Restate the entries below verbatim.
..........
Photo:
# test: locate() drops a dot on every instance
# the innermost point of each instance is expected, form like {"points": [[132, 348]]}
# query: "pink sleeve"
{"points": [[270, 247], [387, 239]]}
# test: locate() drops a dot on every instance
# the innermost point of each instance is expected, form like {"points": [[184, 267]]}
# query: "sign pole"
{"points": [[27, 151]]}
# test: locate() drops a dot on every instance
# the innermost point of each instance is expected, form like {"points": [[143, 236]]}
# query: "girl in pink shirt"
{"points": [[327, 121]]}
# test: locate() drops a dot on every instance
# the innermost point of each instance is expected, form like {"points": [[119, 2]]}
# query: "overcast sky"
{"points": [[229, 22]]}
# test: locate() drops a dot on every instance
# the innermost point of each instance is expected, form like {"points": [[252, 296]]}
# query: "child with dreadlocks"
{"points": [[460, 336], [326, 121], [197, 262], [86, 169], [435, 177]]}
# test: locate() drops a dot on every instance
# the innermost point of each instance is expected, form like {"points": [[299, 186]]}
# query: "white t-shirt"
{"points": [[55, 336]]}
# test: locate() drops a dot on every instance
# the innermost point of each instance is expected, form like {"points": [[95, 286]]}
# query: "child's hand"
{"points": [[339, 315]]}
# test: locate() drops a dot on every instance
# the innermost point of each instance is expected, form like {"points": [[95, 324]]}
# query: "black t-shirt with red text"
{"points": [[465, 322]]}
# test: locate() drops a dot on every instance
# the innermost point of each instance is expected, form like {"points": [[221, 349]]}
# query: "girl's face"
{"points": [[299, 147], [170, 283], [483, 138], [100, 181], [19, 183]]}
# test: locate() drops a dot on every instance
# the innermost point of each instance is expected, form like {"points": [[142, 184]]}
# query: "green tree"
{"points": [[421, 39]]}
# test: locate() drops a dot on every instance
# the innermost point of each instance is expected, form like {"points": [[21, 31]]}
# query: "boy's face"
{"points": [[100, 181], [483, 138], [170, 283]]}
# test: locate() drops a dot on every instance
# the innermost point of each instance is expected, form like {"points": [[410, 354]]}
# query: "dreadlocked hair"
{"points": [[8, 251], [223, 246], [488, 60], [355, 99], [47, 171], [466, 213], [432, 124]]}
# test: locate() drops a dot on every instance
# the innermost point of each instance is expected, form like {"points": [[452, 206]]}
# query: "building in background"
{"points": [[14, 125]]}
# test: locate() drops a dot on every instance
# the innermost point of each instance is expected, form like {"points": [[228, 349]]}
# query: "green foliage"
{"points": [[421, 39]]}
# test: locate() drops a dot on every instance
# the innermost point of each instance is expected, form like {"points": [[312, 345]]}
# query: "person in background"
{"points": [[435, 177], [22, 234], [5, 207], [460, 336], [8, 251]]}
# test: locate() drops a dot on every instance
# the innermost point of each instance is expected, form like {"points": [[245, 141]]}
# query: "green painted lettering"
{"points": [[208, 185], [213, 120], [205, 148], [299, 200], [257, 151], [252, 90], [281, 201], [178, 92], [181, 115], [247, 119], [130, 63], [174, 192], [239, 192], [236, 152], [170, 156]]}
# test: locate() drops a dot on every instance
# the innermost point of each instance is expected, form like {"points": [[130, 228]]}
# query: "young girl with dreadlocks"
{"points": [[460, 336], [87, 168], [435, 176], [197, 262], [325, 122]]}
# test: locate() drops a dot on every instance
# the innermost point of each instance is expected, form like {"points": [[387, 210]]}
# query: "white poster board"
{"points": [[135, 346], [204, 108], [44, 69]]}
..........
▶ [Reply to the task]
Photo:
# test: locate() drops a dot on every instance
# the innermost point of each instance is expected, form like {"points": [[132, 348]]}
# query: "pink sleeve"
{"points": [[270, 247], [387, 239]]}
# test: locate() drops a dot on every instance
# the innermost point of each instance is expected, form like {"points": [[184, 267]]}
# query: "sign pole"
{"points": [[27, 151]]}
# test: locate() drops a dot on every instance
# the innermost point of each instance is expected, form like {"points": [[143, 236]]}
# query: "girl in pink shirt"
{"points": [[327, 121]]}
# test: locate() drops a dot on every instance
# the innermost point of each instance is expected, form like {"points": [[119, 2]]}
# query: "overcast sky"
{"points": [[229, 22]]}
# test: locate() drops a dot on every instance
# the innermost point of each instance is expected, form like {"points": [[252, 296]]}
# query: "child with dreadlocks"
{"points": [[460, 336], [326, 121], [197, 262], [86, 169], [435, 177]]}
# test: locate() drops a dot on every instance
# the innermost point of each instance is expected, form like {"points": [[299, 186]]}
# query: "white t-shirt"
{"points": [[55, 336]]}
# test: locate() drops a dot on every instance
# the innermost point of each instance is expected, form like {"points": [[95, 286]]}
# query: "child's hand"
{"points": [[339, 315]]}
# test: locate() drops a dot on every instance
# the innermost point of each instance is expected, form like {"points": [[95, 324]]}
# query: "black t-shirt with red text"
{"points": [[465, 322]]}
# test: locate() drops a dot on every instance
# the innermost point of each instance is expected, form like {"points": [[221, 349]]}
# query: "girl's face"
{"points": [[299, 147], [170, 283], [483, 138], [100, 181], [19, 183]]}
# test: locate() drops a dot on every instance
# the innermost point of each instance is expected, form like {"points": [[142, 184]]}
# query: "green tree"
{"points": [[421, 39]]}
# test: locate() drops a dot on every instance
# the innermost point of each instance is expected, form like {"points": [[21, 31]]}
# query: "boy's face"
{"points": [[100, 181], [483, 138], [170, 283]]}
# test: locate() drops a dot on every instance
# the innermost point of each instance is expected, form like {"points": [[410, 354]]}
# query: "dreadlocked hair"
{"points": [[8, 251], [223, 246], [488, 60], [355, 99], [47, 171], [466, 213], [432, 124]]}
# test: locate() drops a dot on every instance
# the innermost point of each instance is expected, form like {"points": [[452, 206]]}
# query: "building in background"
{"points": [[14, 125]]}
# test: locate() drops a dot on every instance
# the innermost point of each instance is expected, form like {"points": [[228, 349]]}
# query: "green foliage"
{"points": [[421, 39]]}
# test: locate() drops a dot on every instance
# the innermost point of each instance is expected, form like {"points": [[312, 345]]}
# query: "person in background"
{"points": [[435, 177], [22, 234], [5, 207], [460, 336], [8, 251]]}
# test: locate() drops a dot on every instance
# the innermost point of each instance is expected, form like {"points": [[245, 141]]}
# query: "green painted lettering"
{"points": [[208, 185], [213, 120], [205, 148], [299, 200], [257, 151], [252, 90], [281, 201], [178, 92], [181, 115], [247, 119], [130, 63], [174, 192], [239, 192], [236, 152], [170, 156]]}
# test: locate() drops a dot on every instance
# the innermost point of each instance is expected, form like {"points": [[130, 228]]}
# query: "young girl with dreadlocks"
{"points": [[460, 336], [87, 168], [435, 176], [197, 262], [325, 122]]}
# test: locate() drops a dot on every instance
# the innermost point of each instance is expected, form like {"points": [[387, 210]]}
# query: "white poster board"
{"points": [[135, 346], [204, 108], [44, 69]]}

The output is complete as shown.